-- START Exercise material --

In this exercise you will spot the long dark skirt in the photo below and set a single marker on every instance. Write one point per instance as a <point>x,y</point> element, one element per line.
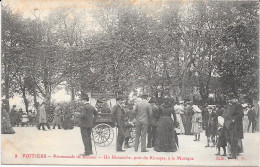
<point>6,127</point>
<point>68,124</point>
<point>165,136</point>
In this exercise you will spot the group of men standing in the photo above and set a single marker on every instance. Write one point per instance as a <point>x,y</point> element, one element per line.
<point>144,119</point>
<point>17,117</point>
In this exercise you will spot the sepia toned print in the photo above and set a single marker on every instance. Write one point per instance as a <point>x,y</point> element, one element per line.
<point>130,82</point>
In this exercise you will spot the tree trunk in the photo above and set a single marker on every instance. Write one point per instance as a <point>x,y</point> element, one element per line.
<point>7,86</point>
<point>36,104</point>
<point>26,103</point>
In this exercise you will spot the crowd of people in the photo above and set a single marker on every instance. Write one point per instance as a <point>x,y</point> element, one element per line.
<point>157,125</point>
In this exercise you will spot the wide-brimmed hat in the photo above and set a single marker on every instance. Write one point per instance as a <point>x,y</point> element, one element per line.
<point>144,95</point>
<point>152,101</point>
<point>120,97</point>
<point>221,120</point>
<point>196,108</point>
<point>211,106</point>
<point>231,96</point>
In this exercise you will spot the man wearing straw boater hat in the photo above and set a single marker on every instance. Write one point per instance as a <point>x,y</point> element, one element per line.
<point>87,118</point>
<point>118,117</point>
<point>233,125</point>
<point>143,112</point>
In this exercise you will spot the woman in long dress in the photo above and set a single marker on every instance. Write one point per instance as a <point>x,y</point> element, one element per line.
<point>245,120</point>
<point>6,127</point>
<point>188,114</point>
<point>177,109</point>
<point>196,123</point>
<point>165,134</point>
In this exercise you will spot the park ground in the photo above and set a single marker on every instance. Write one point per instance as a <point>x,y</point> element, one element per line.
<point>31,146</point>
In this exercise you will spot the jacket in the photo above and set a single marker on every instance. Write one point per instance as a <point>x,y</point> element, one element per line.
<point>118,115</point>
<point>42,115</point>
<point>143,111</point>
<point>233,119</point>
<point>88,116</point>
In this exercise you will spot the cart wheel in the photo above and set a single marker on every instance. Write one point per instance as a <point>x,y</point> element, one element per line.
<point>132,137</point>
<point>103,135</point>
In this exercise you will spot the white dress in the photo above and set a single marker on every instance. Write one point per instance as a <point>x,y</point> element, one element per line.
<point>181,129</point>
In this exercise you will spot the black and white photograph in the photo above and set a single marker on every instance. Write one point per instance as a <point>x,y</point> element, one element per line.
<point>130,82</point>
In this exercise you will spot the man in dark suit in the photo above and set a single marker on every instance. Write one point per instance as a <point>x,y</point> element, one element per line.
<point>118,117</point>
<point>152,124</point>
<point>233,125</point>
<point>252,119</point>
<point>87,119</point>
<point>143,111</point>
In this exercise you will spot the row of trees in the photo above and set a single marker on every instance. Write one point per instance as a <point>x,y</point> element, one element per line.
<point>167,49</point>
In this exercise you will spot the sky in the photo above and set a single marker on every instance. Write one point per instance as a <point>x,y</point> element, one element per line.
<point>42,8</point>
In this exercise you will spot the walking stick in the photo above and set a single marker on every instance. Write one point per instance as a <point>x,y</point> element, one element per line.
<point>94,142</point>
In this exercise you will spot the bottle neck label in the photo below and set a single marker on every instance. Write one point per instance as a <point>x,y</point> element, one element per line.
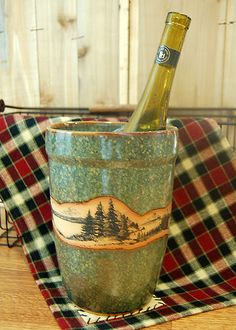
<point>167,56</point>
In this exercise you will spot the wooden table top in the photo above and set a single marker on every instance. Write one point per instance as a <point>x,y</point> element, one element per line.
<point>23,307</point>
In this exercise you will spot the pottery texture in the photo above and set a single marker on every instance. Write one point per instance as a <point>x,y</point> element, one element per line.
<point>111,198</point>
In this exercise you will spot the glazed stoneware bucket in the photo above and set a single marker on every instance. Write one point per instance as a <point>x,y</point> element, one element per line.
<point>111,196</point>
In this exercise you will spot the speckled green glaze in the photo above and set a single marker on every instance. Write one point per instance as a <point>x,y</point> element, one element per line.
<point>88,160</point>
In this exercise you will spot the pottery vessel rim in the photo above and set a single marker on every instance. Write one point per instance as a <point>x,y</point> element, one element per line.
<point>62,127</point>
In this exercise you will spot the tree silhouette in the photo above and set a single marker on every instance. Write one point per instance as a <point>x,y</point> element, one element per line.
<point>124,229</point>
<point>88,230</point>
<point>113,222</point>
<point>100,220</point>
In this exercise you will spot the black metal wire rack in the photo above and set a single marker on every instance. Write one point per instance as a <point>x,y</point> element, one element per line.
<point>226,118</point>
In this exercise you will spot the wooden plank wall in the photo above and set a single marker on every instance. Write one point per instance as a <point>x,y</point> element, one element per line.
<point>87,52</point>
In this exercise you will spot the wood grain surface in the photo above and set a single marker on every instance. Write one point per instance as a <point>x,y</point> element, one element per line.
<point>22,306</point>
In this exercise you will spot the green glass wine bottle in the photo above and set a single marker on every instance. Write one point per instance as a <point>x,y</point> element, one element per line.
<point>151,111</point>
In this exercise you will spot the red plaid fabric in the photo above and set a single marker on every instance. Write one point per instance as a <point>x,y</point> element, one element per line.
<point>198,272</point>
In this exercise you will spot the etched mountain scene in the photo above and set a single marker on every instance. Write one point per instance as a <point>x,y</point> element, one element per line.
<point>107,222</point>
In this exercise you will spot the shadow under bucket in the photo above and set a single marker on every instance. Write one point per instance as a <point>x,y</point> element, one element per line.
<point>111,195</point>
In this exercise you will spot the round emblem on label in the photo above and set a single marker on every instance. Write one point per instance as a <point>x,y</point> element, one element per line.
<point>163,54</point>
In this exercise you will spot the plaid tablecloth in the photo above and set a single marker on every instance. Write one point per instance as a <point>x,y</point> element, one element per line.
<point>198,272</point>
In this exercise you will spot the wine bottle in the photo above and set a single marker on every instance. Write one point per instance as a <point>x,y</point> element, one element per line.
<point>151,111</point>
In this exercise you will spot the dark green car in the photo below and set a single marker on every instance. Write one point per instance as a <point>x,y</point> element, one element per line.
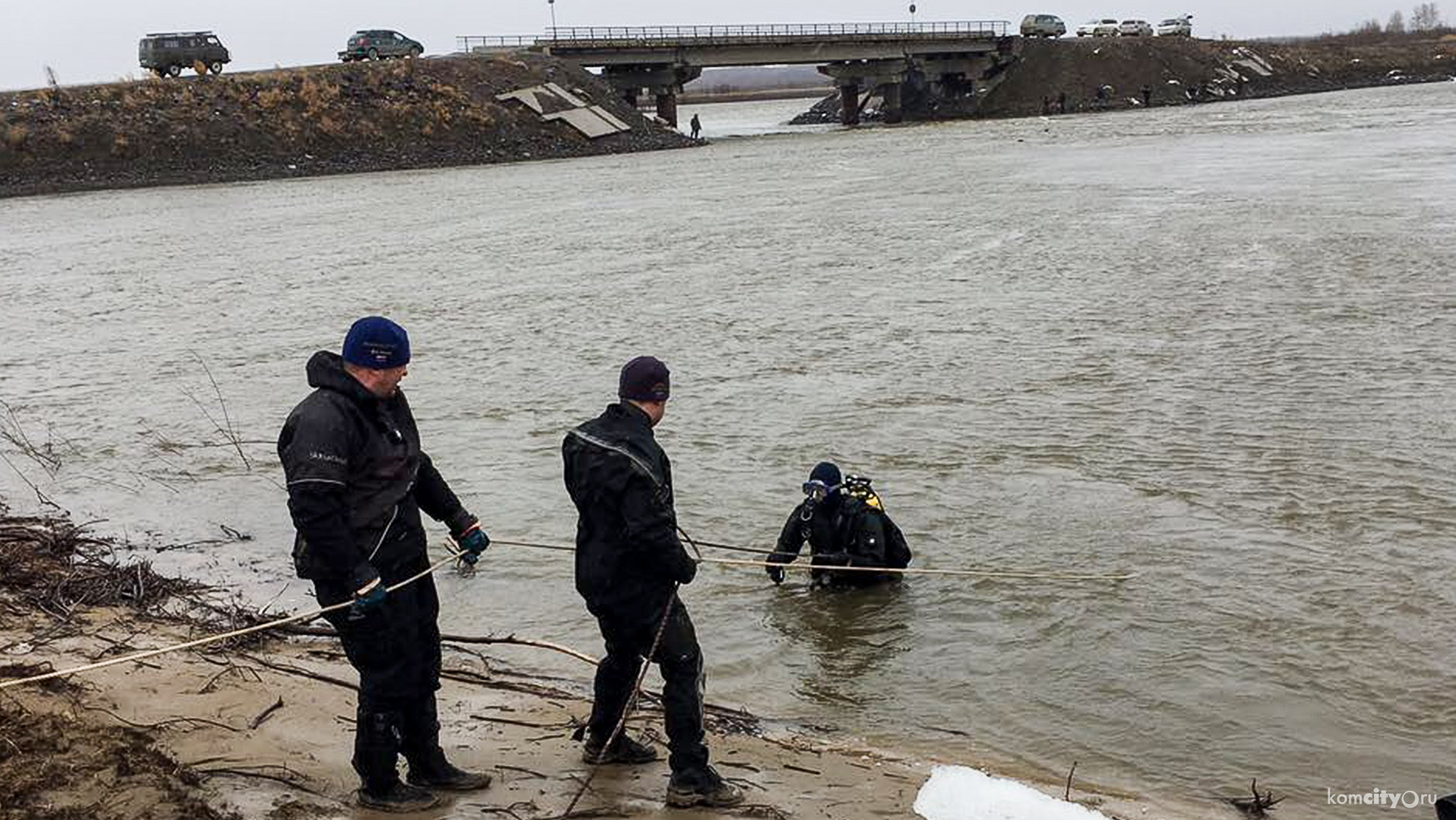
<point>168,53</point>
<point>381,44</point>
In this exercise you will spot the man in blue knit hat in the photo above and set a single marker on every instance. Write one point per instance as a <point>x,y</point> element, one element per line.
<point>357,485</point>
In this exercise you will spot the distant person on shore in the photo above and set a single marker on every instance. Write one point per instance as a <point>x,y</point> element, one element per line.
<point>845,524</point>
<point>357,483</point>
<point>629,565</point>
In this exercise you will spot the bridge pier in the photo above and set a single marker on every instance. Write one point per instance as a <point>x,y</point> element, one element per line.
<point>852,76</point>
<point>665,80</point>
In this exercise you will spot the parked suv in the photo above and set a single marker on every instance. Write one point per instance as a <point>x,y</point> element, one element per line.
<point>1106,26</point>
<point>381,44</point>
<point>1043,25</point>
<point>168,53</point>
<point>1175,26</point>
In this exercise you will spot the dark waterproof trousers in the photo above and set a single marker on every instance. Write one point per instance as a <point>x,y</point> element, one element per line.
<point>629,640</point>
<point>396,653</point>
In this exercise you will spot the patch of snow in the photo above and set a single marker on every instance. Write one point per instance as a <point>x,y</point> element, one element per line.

-- END Exercise material --

## Problem to work on
Reproduce the rows above from the start through the line containing "<point>231,96</point>", replacing "marker" with "dot" and keeping everything else unchanged. Leave out the pictures.

## Problem solution
In this exercise you will spot the long dark skirt in the photo below and set a single dot on every instance. Write one point per instance as a <point>x,y</point> element, one element per line.
<point>6,127</point>
<point>68,124</point>
<point>165,136</point>
In this exercise you will spot the group of men standing in the photo above and set a single dot on every instance. Write one point per instance as a <point>x,y</point> element, one element per line.
<point>144,119</point>
<point>17,117</point>
In this exercise you will spot the sepia toned print in the photo above and set a single dot on every instance. Write one point per instance as a <point>x,y</point> element, one element per line.
<point>130,82</point>
In this exercise you will spot the tree trunk in the photo above and set a single dot on every instance. Write one point per instance as a <point>x,y</point> element, one element per line.
<point>7,86</point>
<point>36,104</point>
<point>26,103</point>
In this exercise you will spot the crowd of people in the photo above and set a single dot on every instance. Write one point per instance as a <point>x,y</point> element, one element per line.
<point>157,125</point>
In this exercise you will spot the wide-brimmed hat in the photo above and set a single dot on every instance. Write one point per instance as a <point>x,y</point> element, one element per line.
<point>144,95</point>
<point>152,101</point>
<point>120,97</point>
<point>221,120</point>
<point>196,108</point>
<point>211,106</point>
<point>231,96</point>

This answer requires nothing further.